● **SÉRIE DE CONSIGNES**
(a) Dans l'éditorial sur la mort du « roi sauleye », quel parti est présenté comme le grand rival du PS ?
(b) Rédigez la suite de l'éditorial sur la mort du « roi sauleye », à partir de sa dernière phrase.

● **TEXTE PROPOSÉ**
____________________
Christine Laurent

Les jeux sont faits

Christine Laurent Rédactrice en chef du Vif/L'Express

Clap de fin. Le jovial shooté à la chaleur humaine, l’affreux jojo (trop) souvent aviné qu’Elio Di Rupo évitait précautionneusement lors des cocktails, « l’extraverti conciliant » (que nous décrivions dans notre édition de la semaine dernière), le « roi sauleye » est mort. Stupeur, mais bien peu de tremblements.

Comme il se doit, le souffle à peine éteint, il reçoit son concert de louanges. Oubliés les scandales à répétition, les frasques du « socialiste à la Porsche » ! Evanouies les critiques acerbes, les mines dédaigneuses à l’égard d’un politique « populiste ». Ceux sur lesquels s’est penchée l’ombre de la Faucheuse ne sont-ils pas transfigurés ? Les cimetières ne sont-ils pas peuplés de héros ? « Papa » est sanctifié. « Papa » ? Le diable en personne pour les nouveaux promus champions de la bonne gouvernance qui règnent sur la vie politique d’aujourd’hui, tant il traînait derrière lui un sillage empreint de soufre, de mystère et de points d’interrogation. Un homme complexe, à éclats et éclipses, un mélange hybride de sensibilité et de cynisme, opaque et transparent, secret et exhibitionniste, roué et pragmatique, faux tendre au sourire bon enfant mais aux colères redoutables. Une bête politique qui faisait des voix. Une véritable cash machine qui a permis au PS de conquérir les précieux sièges qui ont fait la différence avec le MR, le grand rival. Où donc s’éparpilleront tous ces électeurs en juin 2014, quand il faudra voter à la fois pour les législatives, les régionales et les européennes ? Bien malin celui qui peut répondre aujourd’hui. Les voies de la séduction sont multiples et celles de l’ex-réviseur d’entreprises, particulièrement méandreuses. Mais socialiste et liégeois, tel était son credo. Et c’est bien dans la Cité ardente qu’il avait tissé sa toile, se faufilant dans tous les interstices, traversant toutes les époques, frôlant parfois même l’abîme sans jamais tomber. Ce surdoué de la finance avait su, au fil du temps, faire main basse sur le maillage économique régional qu’il maîtrisait à la perfection. Un comble, quand on sait qu’il n’aimait pas l’argent.
____________________
● **DONNÉES FOURNIES**
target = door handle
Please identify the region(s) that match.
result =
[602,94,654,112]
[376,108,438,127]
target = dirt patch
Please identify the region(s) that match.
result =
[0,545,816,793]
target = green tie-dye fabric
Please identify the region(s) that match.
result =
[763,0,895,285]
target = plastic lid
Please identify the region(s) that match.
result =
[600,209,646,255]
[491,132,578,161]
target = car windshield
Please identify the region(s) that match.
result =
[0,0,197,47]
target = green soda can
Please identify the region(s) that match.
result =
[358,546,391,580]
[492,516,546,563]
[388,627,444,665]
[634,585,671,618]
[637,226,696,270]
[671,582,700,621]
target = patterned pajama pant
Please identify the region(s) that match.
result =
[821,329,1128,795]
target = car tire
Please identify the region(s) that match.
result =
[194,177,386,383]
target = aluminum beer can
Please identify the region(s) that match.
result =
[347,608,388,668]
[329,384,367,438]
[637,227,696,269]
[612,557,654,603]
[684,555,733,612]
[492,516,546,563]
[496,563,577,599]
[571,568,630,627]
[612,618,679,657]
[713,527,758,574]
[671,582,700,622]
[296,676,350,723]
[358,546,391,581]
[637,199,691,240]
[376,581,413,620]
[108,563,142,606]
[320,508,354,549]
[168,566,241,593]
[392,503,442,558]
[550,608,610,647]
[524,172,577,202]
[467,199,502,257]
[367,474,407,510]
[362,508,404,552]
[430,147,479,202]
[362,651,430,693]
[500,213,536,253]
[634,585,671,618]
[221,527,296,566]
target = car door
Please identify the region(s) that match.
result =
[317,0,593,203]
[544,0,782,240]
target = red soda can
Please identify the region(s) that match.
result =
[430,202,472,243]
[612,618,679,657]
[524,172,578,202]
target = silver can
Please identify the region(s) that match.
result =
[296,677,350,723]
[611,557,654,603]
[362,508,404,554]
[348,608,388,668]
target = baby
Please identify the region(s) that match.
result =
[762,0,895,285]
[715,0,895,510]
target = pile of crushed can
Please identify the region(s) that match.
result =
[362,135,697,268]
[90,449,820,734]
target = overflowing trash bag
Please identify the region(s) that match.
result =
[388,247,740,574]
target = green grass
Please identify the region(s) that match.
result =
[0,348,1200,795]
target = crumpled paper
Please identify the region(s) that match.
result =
____________________
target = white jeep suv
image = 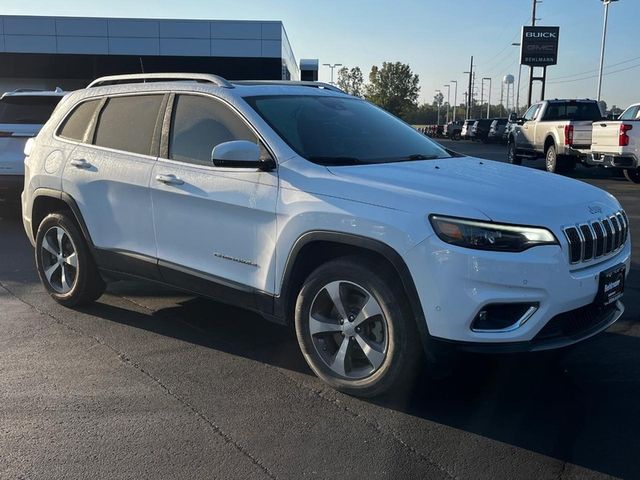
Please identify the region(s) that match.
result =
____________________
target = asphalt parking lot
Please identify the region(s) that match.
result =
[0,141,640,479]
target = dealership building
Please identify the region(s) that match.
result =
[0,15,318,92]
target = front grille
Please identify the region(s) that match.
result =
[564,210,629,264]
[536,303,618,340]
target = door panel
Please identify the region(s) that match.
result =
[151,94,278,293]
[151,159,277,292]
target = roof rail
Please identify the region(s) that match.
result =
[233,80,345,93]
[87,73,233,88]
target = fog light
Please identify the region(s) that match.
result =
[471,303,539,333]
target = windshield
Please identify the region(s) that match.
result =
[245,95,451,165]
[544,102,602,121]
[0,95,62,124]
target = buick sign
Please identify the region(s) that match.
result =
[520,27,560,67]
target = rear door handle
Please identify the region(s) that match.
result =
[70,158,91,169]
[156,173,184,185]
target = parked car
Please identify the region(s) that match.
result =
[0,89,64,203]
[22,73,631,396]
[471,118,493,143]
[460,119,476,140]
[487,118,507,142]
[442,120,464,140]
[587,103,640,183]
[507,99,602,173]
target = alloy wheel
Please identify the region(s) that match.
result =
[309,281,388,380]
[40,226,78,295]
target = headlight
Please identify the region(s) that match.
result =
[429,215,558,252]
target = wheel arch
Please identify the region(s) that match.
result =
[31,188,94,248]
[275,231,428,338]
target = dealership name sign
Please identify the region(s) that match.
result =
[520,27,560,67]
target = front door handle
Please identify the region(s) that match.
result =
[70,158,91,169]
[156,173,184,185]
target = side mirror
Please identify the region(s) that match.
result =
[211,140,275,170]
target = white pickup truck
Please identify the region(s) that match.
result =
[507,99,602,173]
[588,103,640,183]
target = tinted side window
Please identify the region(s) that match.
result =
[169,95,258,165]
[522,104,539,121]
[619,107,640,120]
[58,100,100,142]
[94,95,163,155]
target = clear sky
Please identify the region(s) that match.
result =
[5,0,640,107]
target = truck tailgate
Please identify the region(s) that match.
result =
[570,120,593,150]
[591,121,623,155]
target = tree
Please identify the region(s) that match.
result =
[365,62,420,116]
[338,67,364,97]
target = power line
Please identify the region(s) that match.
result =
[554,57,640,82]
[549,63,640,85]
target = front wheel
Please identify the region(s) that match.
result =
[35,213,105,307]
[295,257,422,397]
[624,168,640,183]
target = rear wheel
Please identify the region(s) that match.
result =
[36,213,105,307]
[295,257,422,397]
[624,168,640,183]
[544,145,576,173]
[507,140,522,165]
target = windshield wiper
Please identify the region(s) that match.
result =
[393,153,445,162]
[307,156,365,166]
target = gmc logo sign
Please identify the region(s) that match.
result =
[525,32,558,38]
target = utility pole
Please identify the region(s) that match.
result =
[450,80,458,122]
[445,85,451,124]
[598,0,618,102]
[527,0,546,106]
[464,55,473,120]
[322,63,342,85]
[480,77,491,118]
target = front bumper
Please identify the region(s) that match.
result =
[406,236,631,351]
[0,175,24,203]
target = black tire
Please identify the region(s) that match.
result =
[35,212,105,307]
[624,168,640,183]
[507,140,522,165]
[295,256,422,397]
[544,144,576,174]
____________________
● **CORRIGÉ DE L'EXERCICE**
(a) Le MR.

(b)
Oui, mais… Tout passe, tout lasse. La nouvelle génération voulait, elle aussi, croquer du pouvoir. Depuis 2005, le chef de clan a dû lâcher du lest devant la fronde qui, sourdement mais sûrement, le poussait hors de la piste. Sans effusion de sang, même si le César ansois, quand il a été chassé de sa chère commune par Stéphane Moreau, a dénoncé alors dans Le Vif/L’Express la main « assassine » de Brutus. Des histoires de familles à rebondissements comme seule la Principauté peut en produire avec ses baronnies et ses sous-baronnies implantées en Haute-Meuse, Basse-Meuse et sur les plateaux. Dans le Stratego de l’après-Daerden, Willy Demeyer, Stéphane Moreau et Alain Mathot, magnanimes, épargneront, dit-on, Frédéric, le fils solidaire de son père. Qui en doute encore ? La vie politique à Liège est un roman. De gare parfois, d’aventures sûrement. Pour initiés toutefois. Prochain chapitre, les communales d’octobre. Mais, avis aux citoyens, dans les coulisses, les jeux sont faits !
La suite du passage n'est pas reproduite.